- **EXERCÍCIOS A REALIZAR**
a: Extraia do texto sobre Erasmo o trecho que vai de "Com ser otimista, o" até "organização imperial romana.", inclusive.
b: Responda a estas perguntas sobre o texto acerca de Erasmo:
(i) Quem mostrou que os studia humanitatis proporcionavam o ideal educativo necessário ao mundo moderno?
(ii) O conhecimento retrospetivo de que período despertaria a idealização de um regime político-social de paz?
(iii) O que, segundo há quem julgue, teve o primado na multiplicidade de dotes e de aplicações do génio de Erasmo?

- **TEXTO APRESENTADO**
>>

V. Conceções pedagógicas de Rodolfo Agrícola Erasmo, Luís Vives, Rabelais e Montaigne

Com ser otimista, o seu humanismo não foi, porém, paganizante, estetizante e egocêntrico. Na sua mente, como mostrou W.H. Woodward, os studia humanitatis proprocionavam o ideal educativo necessário ao mundo moderno, em virtude de revigorarem a religião, de despertarem a idealização de um regime político-social de paz, pelo conhecimento retrospetivo da Roma imperial, de purificarem a mente e de inculcarem a correlação do ideal e da conduta. Por isso, na intenção de Erasmo, os studia humanitatis, como base da instrução e da própria educação, tinham por destino a formação da personalidade, a constituição do saber essencial, a depuração do gosto literário, e a realização do ideal cristão pela recuperação dos valores sociais subjacentes à organização imperial romana.

Não sem fundamento, há quem julgue que os intuitos educativos tiveram o primado na multiplicidade de dotes e de aplicações do génio de Erasmo.

<<

- **REGISTOS LISTADOS**
>>

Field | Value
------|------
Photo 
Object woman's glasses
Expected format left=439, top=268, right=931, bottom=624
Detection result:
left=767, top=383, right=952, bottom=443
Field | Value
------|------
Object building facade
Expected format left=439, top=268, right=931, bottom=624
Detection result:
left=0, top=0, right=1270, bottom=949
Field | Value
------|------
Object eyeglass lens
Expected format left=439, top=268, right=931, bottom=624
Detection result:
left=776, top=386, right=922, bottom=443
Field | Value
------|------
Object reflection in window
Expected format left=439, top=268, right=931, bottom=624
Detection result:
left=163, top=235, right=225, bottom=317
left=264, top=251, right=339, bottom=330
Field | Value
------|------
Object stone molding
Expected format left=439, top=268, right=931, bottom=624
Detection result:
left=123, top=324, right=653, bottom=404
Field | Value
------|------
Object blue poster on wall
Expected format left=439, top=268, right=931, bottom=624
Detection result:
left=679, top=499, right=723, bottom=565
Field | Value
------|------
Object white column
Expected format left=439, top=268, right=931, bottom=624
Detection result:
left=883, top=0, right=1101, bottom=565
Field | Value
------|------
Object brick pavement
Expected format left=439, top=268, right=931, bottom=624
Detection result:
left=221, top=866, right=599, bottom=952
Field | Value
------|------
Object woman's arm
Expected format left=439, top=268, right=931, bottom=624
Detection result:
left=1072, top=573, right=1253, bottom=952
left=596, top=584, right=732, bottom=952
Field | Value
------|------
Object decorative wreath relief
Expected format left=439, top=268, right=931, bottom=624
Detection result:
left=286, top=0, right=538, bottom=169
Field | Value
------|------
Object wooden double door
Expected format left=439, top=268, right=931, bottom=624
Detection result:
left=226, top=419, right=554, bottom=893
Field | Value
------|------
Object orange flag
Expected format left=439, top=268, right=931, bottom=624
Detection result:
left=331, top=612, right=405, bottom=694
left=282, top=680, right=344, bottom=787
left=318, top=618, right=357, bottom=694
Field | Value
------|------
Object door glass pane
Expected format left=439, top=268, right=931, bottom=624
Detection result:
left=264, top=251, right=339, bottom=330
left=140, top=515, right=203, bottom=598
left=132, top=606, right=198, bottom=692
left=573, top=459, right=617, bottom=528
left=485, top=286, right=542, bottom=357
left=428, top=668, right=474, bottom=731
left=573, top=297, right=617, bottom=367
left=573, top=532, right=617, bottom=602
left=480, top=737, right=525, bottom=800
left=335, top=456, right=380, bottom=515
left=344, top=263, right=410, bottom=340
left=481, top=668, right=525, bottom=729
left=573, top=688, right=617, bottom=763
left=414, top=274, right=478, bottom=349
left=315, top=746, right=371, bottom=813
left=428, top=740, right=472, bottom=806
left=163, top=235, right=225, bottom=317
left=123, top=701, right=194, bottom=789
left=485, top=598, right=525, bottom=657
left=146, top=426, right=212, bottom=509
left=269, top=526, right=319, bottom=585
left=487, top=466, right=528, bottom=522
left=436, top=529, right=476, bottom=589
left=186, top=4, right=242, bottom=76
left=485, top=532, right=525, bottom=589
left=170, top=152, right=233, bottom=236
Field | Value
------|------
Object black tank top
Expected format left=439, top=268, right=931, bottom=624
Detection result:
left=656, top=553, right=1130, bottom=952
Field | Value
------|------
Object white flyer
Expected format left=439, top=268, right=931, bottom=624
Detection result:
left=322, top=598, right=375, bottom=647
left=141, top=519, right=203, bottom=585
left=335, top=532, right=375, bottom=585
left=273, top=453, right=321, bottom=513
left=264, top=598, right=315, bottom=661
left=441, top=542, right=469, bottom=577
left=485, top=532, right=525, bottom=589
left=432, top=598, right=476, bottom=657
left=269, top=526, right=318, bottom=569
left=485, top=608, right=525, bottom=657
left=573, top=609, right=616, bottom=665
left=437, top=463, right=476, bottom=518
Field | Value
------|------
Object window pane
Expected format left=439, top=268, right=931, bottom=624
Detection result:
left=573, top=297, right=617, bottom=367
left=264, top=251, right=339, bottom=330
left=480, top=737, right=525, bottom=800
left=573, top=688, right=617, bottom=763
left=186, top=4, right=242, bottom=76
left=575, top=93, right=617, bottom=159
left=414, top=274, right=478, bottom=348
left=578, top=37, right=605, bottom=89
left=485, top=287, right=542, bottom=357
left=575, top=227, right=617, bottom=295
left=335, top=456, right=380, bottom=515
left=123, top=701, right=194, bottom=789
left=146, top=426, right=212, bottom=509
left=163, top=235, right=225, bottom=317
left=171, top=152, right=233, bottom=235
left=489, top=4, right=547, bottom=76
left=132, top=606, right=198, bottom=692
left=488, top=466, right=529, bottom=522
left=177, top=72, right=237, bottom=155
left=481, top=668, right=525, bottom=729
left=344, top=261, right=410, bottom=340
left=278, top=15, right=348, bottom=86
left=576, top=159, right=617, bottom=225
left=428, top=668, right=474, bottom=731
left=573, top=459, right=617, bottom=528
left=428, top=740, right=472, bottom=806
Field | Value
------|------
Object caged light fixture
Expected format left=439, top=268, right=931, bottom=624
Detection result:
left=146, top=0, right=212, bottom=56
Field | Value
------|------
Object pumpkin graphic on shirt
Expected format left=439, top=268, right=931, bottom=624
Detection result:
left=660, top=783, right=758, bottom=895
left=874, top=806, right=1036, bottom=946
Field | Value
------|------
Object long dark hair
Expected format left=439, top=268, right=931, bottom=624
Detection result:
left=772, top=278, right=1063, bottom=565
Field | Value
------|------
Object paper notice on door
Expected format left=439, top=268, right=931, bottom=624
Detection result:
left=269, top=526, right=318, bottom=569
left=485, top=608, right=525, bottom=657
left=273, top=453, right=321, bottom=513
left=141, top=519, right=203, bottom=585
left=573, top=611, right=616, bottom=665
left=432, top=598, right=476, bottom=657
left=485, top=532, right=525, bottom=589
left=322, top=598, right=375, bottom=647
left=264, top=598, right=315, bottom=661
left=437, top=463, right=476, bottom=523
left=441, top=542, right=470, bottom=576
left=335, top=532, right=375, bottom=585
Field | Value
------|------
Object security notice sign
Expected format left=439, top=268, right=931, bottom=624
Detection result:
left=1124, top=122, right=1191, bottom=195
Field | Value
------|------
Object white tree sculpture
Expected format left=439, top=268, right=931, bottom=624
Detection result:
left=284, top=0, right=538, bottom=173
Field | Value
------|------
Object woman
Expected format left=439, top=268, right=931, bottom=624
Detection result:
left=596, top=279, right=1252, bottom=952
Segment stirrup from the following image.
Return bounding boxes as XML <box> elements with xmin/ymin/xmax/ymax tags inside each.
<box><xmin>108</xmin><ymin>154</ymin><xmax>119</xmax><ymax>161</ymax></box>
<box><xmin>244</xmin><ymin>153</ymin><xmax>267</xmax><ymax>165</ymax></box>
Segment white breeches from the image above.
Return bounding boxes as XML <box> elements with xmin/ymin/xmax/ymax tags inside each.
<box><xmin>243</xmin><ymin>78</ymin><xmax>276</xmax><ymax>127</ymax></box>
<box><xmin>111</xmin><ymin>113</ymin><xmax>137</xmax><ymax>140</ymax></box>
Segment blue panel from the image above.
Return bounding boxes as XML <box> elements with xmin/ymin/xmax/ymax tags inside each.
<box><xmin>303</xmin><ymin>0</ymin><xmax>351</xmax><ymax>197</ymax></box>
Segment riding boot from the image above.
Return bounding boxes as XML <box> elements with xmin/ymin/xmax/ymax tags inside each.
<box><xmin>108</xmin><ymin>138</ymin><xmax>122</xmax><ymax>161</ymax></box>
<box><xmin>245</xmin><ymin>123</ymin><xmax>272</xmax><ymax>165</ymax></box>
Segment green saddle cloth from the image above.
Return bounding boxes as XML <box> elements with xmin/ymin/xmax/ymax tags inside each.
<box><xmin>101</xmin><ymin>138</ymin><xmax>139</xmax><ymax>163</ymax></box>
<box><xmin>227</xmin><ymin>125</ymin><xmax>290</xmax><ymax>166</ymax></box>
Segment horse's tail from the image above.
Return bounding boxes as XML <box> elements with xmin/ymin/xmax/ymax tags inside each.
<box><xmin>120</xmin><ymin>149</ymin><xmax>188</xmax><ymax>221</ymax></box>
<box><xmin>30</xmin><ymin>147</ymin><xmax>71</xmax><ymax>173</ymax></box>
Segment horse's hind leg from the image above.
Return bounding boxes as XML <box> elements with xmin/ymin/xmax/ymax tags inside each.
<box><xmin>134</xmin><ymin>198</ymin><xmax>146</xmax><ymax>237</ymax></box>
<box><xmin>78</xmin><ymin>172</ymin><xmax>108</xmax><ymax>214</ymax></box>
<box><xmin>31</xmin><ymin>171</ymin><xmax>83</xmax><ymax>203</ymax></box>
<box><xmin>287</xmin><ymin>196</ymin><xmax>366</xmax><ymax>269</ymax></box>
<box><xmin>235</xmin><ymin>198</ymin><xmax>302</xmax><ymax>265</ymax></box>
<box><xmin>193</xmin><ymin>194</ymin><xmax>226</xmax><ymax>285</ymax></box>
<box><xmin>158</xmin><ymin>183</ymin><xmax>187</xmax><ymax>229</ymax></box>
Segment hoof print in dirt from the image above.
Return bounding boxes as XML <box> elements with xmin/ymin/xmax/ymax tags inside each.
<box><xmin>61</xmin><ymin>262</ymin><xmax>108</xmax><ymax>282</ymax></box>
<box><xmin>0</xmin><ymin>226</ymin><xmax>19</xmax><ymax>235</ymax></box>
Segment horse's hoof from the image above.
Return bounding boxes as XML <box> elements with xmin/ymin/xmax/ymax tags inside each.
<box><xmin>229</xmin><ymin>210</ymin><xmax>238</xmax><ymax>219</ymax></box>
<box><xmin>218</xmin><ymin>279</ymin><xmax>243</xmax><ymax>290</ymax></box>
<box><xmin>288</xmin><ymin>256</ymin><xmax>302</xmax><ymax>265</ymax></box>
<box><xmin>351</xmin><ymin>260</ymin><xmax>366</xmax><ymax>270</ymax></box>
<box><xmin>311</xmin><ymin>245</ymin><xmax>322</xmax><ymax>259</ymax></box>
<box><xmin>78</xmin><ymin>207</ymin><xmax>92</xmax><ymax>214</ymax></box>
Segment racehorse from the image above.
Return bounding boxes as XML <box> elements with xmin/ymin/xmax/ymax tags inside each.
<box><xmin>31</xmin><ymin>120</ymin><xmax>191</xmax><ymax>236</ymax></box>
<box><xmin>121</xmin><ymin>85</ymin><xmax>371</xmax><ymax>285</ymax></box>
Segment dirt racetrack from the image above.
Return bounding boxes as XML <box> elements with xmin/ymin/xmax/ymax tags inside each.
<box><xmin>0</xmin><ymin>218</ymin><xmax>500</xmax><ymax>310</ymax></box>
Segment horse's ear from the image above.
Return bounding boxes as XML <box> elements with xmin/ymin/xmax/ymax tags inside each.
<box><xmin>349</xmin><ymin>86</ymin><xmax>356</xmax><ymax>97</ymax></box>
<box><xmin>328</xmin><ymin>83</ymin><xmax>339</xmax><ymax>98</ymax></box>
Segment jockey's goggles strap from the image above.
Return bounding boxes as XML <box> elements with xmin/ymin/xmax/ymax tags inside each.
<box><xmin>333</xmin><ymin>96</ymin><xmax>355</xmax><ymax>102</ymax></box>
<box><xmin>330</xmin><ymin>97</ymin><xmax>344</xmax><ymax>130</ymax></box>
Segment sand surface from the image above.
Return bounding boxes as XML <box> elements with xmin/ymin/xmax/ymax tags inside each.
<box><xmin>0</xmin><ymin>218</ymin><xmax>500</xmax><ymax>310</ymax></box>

<<

- **RESPOSTAS DO EXERCÍCIO**
a:
Com ser otimista, o seu humanismo não foi, porém, paganizante, estetizante e egocêntrico. Na sua mente, como mostrou W.H. Woodward, os studia humanitatis proprocionavam o ideal educativo necessário ao mundo moderno, em virtude de revigorarem a religião, de despertarem a idealização de um regime político-social de paz, pelo conhecimento retrospetivo da Roma imperial, de purificarem a mente e de inculcarem a correlação do ideal e da conduta. Por isso, na intenção de Erasmo, os studia humanitatis, como base da instrução e da própria educação, tinham por destino a formação da personalidade, a constituição do saber essencial, a depuração do gosto literário, e a realização do ideal cristão pela recuperação dos valores sociais subjacentes à organização imperial romana.

b:
(i) W.H. Woodward.
(ii) Da Roma imperial.
(iii) Os intuitos educativos.